• Task to complete
Only the run of lines from the one containing "Guideline: one marker per instance of the coffee" through the last line should be returned, exactly as written.
begin Exercise input
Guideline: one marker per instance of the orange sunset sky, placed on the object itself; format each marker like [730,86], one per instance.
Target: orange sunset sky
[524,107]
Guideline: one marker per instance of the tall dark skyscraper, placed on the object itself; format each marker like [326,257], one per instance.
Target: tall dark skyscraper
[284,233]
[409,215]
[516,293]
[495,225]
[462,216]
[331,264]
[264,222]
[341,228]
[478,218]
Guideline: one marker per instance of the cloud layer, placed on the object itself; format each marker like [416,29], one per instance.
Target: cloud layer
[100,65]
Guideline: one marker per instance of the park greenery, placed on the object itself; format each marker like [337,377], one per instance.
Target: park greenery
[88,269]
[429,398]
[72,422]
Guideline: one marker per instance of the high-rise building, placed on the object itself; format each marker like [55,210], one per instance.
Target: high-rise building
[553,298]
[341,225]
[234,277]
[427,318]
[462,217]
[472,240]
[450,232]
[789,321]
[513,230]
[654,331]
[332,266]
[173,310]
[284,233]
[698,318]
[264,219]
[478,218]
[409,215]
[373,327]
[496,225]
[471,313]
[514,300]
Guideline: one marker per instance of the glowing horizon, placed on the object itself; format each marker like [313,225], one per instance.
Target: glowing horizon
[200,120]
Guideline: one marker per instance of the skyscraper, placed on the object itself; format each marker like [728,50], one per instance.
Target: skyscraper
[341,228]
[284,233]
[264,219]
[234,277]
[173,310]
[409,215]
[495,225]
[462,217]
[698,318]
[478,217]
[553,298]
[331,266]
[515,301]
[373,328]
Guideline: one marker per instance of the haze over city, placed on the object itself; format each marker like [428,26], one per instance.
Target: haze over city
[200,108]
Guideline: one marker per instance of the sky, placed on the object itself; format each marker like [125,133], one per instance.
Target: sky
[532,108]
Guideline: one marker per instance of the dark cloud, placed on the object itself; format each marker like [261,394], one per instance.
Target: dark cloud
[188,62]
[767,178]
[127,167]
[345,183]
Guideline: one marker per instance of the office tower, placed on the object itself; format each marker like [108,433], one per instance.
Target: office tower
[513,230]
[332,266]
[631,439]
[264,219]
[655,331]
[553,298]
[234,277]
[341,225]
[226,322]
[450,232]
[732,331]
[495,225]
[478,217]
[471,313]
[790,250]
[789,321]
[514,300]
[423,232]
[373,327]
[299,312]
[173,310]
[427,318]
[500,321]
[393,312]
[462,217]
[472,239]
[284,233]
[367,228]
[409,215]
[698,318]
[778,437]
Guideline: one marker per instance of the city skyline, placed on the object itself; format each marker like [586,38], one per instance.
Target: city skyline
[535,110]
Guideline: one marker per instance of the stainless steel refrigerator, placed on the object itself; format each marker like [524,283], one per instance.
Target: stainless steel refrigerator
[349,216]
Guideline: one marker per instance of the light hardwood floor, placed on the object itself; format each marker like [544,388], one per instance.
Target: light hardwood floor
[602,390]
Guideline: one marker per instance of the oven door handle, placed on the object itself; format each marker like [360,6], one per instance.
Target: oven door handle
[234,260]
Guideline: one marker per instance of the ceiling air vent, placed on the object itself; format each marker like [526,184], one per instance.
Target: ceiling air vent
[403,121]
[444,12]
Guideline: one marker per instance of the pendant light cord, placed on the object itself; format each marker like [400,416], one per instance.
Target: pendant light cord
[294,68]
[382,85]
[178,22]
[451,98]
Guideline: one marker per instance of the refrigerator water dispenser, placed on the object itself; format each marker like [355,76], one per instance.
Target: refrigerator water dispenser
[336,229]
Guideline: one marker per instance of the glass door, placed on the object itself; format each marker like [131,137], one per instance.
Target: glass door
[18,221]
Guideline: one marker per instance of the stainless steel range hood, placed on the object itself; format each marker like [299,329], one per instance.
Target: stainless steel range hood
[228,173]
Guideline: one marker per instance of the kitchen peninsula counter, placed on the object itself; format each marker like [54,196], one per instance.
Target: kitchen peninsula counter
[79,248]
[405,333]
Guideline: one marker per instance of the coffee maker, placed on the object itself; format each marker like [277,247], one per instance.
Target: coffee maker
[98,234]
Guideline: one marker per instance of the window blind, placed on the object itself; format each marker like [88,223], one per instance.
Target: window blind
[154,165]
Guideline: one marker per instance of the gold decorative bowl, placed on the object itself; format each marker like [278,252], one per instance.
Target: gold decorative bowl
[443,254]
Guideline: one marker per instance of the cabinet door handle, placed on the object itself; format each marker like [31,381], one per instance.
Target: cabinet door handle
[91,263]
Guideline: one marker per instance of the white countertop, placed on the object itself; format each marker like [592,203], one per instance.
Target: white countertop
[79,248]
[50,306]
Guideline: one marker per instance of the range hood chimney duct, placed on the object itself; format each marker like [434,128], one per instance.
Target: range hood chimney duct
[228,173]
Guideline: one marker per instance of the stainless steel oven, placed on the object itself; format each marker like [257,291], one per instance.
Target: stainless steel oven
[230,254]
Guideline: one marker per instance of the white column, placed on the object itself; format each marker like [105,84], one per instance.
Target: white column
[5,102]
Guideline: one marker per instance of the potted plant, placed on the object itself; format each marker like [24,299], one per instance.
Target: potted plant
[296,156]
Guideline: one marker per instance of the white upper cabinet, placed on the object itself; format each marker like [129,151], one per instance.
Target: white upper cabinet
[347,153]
end Exercise input
• Reply
Guideline: one marker per instance of the coffee maker, placed on the object itself; format each marker like [277,247], one per instance.
Target: coffee maker
[98,234]
Guideline: one marker per instance of the window blind, placed on the object itself; format each marker like [88,223], one per instance.
Target: window blind
[154,165]
Guideline: one marker per instance of the gold decorative bowl, placed on the object itself; format each marker like [278,252], one per instance.
Target: gold decorative bowl
[443,254]
Guideline: one marker per instance of the cabinet door handle, placed on the object itself; format each marker like [31,381], one per instance.
Target: cabinet door handle
[91,263]
Guideline: one marker per instance of the white countertop, placed on the object itself; format each marker like [592,203], one per instance.
Target: white countertop
[79,248]
[50,306]
Guideline: one marker per instance of the range hood chimney duct, placed on the object itself; format each marker like [434,128], one per instance.
Target: range hood chimney duct
[228,173]
Guideline: one marker per instance of the stainless steel oven, placed on the object itself; format each marker like [257,291], one per instance.
Target: stainless steel oven
[230,254]
Guideline: one marker per instance of the white column, placed on the object itself; format each marker like [105,84], one per instance.
Target: white column
[5,102]
Guideline: one marker per instance of the potted plant, placed on the object itself; format each marker like [24,299], one per instance.
Target: potted plant
[296,156]
Guideline: one marker per instance of the white upper cabinet, placed on the object itself; format each marker like [129,151], one per instance.
Target: white upper cabinet
[347,153]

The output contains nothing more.